**Text passage:**
----

The Chinese word for garlic, suan, is represented by a single character, signifying that the condiment was widely used from the beginning of the evolution of the language. And not just as a food. Garlic was used from antiquity to treat animal bites, especially snake bites. Soldiers in World War I were said to apply garlic to treat their wounds. And what’s more, garlic also has a legendary reputation in scaring away vampires—although this supernatural power sounds less reassuring in light of the fact that vampires may be attracted rather than repelled by garlic’s anticoagulant properties.

What’s certain is that garlic has the power to destroy a lot more than vampires and evil spirits. After all, not for nothing is it the world’s most commonly used condiment. Although an odorless plant, it has more flavor and aroma than just about any other plant, including onions. It is pungent and earthy, yet subtle and delicate.

----

**Data listing:**
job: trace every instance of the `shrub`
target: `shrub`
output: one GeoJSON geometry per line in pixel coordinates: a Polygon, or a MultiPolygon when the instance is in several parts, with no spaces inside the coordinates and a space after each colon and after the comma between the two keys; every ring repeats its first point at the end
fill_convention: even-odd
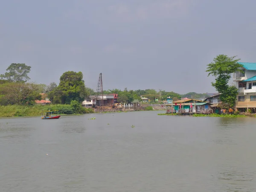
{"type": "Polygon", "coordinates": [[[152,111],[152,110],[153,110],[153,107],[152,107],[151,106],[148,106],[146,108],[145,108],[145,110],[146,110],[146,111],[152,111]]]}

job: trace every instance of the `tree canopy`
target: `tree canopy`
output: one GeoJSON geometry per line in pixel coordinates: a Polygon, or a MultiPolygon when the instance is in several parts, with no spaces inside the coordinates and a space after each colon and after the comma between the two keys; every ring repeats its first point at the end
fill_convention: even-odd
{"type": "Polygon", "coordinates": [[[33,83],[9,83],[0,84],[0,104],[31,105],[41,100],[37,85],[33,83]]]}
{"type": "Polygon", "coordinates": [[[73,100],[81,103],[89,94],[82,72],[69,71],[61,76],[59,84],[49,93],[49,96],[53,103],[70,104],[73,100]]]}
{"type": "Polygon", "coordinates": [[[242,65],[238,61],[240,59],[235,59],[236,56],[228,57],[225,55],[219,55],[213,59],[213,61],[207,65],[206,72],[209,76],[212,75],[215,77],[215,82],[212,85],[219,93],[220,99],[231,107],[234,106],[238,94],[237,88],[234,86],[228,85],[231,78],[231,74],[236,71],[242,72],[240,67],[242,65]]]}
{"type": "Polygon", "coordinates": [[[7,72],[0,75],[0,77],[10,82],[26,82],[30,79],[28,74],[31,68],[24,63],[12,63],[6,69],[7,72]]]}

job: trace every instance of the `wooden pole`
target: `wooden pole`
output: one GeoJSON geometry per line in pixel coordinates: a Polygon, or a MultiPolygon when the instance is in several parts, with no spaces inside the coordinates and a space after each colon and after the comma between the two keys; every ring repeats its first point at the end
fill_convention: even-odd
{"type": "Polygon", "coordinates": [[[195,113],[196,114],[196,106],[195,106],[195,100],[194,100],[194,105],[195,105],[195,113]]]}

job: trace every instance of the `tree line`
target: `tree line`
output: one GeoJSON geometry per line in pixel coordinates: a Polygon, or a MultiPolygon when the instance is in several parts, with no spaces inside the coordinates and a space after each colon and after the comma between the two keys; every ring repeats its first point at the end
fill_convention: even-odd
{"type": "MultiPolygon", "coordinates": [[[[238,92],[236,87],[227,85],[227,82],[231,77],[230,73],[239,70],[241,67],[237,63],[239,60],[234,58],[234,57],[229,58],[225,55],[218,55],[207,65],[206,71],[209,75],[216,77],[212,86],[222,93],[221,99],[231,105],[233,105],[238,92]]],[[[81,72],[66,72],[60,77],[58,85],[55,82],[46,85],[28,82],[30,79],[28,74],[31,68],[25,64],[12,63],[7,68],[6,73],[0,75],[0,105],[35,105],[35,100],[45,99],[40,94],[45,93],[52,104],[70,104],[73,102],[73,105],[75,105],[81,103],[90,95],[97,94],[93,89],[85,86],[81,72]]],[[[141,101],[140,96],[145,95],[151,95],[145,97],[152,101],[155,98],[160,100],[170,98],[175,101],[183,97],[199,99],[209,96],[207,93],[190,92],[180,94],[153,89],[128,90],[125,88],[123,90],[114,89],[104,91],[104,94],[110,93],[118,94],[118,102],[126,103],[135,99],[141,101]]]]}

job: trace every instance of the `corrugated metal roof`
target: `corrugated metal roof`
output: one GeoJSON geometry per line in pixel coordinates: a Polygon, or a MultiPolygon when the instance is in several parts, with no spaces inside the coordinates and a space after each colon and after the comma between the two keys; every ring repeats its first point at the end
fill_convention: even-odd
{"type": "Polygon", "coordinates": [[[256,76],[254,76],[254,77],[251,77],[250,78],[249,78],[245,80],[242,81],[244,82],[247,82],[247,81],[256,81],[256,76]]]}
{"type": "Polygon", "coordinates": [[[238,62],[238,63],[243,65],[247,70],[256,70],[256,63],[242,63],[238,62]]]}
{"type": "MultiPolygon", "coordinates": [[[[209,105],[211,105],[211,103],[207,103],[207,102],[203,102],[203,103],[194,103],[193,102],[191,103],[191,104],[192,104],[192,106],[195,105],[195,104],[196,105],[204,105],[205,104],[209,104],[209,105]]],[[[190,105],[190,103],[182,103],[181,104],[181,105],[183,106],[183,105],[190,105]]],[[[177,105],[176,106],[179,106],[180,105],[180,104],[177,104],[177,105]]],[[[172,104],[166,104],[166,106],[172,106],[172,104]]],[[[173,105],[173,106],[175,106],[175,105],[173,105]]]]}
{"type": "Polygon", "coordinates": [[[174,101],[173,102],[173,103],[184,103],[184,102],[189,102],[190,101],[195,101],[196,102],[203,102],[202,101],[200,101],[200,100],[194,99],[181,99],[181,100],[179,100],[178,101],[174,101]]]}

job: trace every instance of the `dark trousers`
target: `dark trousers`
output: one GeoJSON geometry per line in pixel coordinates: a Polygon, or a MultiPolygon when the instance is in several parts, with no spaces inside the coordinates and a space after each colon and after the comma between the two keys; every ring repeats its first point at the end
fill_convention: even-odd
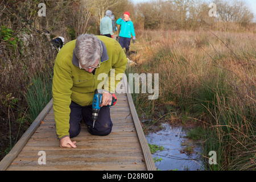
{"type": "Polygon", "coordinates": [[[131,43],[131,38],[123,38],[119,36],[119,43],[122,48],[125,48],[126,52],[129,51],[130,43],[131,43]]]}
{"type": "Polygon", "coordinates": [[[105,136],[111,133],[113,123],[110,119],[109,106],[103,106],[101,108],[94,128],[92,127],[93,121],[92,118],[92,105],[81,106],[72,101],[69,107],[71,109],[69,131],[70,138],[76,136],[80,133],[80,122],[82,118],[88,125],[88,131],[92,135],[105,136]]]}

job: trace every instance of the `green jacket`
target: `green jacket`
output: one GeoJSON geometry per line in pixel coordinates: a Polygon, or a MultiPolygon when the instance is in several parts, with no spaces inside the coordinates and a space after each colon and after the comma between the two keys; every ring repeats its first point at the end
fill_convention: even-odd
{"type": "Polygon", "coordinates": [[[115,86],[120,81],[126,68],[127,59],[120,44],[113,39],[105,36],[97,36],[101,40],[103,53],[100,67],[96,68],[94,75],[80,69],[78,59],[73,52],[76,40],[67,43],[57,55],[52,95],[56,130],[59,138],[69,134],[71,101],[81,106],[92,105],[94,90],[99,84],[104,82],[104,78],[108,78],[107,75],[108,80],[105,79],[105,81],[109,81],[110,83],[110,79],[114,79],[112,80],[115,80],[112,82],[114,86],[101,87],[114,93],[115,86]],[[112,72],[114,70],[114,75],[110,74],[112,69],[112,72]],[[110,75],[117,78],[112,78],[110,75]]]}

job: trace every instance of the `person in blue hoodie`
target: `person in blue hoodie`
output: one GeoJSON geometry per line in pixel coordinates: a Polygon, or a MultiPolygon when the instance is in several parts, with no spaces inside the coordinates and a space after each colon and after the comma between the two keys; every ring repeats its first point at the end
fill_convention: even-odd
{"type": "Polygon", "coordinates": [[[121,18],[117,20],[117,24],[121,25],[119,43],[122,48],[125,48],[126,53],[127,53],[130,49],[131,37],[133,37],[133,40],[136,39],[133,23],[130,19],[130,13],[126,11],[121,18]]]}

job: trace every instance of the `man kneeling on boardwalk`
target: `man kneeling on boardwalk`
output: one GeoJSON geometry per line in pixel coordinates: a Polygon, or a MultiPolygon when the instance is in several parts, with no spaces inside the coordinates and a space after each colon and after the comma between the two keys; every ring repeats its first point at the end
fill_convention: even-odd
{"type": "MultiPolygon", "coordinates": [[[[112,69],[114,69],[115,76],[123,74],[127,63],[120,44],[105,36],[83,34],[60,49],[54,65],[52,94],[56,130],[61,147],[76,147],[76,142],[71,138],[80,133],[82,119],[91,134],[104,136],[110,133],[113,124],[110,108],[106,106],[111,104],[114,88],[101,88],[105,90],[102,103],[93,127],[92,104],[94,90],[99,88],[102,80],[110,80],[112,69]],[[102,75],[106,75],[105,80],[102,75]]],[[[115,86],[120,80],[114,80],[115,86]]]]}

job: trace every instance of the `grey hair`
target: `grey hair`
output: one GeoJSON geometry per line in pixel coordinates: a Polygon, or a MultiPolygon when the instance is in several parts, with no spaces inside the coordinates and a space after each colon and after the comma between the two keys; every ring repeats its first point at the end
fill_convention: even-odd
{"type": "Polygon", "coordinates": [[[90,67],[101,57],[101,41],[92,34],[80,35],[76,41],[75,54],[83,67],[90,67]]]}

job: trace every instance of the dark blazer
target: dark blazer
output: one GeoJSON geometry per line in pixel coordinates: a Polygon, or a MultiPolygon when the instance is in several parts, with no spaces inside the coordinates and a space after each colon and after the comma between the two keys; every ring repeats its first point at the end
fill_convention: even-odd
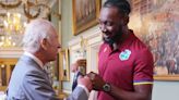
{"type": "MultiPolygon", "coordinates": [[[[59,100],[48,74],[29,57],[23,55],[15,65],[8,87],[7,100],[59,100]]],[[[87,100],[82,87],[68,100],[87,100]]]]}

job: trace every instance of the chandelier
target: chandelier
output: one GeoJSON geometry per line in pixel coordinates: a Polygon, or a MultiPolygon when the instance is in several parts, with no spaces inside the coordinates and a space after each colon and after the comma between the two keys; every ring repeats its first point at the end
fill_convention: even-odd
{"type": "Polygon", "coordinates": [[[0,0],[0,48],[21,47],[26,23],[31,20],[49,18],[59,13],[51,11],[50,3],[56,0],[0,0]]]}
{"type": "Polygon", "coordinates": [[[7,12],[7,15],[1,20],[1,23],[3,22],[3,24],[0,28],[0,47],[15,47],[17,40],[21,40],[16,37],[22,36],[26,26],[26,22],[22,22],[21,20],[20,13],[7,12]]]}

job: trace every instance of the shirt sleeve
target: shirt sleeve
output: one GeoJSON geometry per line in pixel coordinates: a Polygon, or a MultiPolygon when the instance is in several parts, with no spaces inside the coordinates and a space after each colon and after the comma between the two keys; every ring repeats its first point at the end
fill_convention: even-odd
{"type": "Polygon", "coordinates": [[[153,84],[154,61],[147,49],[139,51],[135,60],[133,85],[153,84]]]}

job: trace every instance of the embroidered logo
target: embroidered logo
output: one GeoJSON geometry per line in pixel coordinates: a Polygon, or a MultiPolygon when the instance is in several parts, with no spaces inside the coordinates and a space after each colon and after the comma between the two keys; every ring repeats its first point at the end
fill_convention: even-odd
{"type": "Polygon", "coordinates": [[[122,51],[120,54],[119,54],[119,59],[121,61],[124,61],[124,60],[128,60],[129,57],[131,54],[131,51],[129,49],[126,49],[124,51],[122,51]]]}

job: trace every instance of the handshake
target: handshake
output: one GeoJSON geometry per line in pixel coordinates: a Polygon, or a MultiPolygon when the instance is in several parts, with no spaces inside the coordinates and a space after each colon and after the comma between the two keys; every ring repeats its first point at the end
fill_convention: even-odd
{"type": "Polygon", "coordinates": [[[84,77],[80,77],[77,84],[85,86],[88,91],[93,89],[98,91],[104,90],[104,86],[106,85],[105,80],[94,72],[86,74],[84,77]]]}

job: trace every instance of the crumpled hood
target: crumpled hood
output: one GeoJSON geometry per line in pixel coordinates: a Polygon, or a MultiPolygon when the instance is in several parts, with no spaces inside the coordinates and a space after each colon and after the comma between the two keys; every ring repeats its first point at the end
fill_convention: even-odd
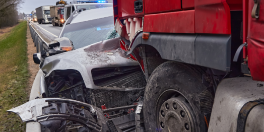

----

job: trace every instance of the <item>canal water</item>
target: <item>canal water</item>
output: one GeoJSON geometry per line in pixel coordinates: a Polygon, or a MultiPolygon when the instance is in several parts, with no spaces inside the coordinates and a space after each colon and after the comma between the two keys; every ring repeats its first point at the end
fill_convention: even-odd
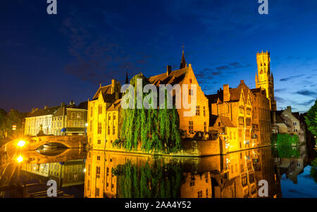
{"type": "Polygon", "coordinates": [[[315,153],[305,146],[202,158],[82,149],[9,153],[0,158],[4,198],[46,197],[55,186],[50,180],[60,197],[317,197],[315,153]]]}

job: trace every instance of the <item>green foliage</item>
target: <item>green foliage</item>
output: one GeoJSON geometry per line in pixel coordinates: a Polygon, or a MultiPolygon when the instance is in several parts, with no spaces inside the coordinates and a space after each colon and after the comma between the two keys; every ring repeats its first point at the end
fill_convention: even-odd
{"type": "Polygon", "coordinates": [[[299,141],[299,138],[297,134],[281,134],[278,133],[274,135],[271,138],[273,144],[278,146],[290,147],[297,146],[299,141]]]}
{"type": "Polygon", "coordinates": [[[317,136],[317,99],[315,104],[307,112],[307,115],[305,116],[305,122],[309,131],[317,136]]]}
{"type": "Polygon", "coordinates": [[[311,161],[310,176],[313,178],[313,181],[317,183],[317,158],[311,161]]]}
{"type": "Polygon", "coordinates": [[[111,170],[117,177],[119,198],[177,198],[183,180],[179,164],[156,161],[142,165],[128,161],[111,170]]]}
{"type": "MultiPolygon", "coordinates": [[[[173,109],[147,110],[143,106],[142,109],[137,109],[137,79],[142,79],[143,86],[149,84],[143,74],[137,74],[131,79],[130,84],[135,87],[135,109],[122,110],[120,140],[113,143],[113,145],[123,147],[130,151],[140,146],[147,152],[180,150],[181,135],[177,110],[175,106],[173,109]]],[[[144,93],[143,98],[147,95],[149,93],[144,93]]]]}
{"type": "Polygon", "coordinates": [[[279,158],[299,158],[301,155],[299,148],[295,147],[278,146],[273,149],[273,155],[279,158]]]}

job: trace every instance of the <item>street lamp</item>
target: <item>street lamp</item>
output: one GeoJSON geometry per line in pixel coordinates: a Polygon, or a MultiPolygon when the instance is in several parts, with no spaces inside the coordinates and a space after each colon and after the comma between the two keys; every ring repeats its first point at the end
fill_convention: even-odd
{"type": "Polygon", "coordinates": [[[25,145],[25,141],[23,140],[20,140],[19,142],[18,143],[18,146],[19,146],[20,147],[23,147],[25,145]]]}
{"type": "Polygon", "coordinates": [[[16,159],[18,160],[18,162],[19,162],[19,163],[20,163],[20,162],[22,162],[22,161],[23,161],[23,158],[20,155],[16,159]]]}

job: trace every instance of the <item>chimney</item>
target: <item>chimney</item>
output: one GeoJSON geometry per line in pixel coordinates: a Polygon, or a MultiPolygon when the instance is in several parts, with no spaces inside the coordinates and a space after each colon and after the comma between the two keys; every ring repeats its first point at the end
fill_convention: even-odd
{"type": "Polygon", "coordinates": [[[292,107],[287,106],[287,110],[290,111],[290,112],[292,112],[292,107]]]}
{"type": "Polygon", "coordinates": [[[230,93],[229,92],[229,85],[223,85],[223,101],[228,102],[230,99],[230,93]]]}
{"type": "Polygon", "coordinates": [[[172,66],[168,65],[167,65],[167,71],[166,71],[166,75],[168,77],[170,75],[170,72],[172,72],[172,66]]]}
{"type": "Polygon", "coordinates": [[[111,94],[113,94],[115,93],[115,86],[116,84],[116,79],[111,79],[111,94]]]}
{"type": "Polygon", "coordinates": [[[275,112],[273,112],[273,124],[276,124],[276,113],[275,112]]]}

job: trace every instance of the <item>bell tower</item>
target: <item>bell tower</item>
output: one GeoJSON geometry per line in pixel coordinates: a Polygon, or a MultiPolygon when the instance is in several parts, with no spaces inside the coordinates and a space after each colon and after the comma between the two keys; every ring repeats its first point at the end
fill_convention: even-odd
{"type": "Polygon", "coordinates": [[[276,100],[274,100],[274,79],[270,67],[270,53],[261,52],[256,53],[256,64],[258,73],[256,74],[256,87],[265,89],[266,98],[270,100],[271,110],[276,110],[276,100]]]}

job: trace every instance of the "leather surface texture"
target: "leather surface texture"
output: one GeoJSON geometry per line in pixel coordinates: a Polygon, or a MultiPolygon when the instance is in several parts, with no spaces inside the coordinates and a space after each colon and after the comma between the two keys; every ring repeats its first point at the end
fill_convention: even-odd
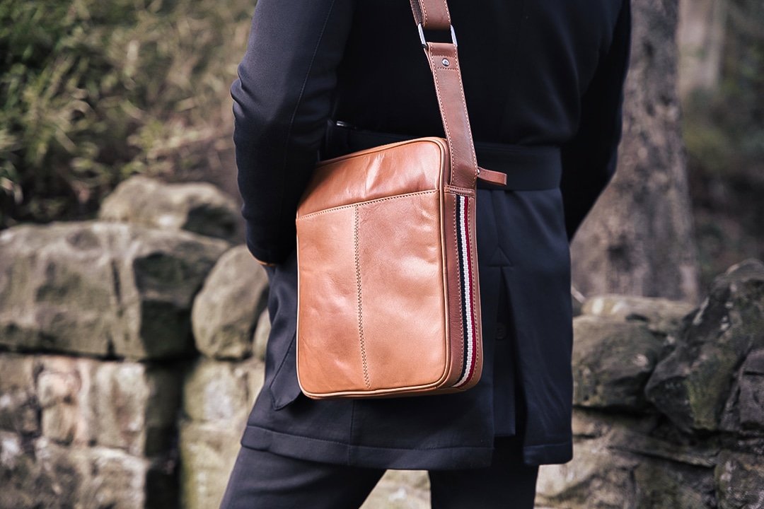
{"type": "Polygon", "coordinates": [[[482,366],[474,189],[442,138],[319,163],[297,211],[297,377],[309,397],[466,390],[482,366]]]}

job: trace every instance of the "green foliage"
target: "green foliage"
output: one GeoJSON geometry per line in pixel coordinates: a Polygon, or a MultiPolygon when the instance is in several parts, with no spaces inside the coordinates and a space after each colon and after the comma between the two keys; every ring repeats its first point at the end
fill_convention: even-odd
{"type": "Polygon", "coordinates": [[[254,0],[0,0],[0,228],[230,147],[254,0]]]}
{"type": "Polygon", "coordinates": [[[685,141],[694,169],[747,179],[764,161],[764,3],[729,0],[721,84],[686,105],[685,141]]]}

----

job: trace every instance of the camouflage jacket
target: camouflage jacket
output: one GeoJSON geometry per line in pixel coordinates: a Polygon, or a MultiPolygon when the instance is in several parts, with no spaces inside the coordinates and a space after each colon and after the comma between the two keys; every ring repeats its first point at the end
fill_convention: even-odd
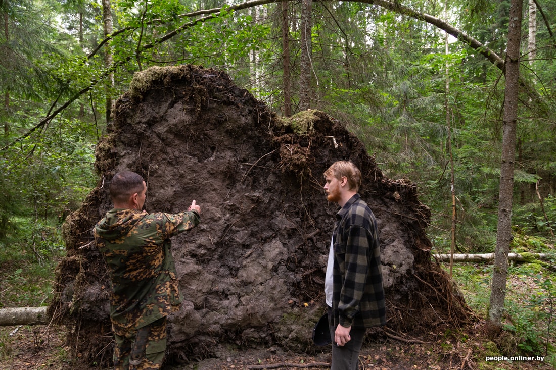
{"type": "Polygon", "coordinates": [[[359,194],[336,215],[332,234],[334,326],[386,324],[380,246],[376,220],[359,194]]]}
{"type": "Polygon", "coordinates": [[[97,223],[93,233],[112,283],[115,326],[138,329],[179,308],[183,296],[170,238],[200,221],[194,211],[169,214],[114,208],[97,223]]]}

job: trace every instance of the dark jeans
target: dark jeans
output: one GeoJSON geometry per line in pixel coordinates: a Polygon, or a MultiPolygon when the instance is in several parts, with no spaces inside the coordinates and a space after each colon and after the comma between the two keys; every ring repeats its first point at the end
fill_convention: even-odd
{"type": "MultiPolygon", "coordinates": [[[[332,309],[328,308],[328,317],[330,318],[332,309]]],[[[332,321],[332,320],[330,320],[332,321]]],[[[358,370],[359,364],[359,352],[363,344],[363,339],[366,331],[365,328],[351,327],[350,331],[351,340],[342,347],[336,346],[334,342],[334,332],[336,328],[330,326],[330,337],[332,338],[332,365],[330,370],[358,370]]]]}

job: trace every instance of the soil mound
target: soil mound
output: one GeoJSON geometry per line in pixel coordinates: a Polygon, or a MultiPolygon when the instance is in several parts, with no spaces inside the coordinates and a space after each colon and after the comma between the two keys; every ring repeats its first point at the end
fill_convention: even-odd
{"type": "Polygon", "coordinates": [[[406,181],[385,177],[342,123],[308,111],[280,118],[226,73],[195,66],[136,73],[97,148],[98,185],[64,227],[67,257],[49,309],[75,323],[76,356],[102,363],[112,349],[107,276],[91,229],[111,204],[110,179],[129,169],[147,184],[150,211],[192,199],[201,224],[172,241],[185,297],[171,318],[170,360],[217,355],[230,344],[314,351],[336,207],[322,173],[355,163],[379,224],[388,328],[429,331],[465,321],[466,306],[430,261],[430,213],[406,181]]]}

----

Transcribe the passage on garlic in full, reproducing every word and punctuation mark as it appears.

The Chinese word for garlic, suan, is represented by a single character, signifying that the condiment was widely used from the beginning of the evolution of the language. And not just as a food. Garlic was used from antiquity to treat animal bites, especially snake bites. Soldiers in World War I were said to apply garlic to treat their wounds. And what’s more, garlic also has a legendary reputation in scaring away vampires—although this supernatural power sounds less reassuring in light of the fact that vampires may be attracted rather than repelled by garlic’s anticoagulant properties.

What’s certain is that garlic has the power to destroy a lot more than vampires and evil spirits. After all, not for nothing is it the world’s most commonly used condiment. Although an odorless plant, it has more flavor and aroma than just about any other plant, including onions. It is pungent and earthy, yet subtle and delicate.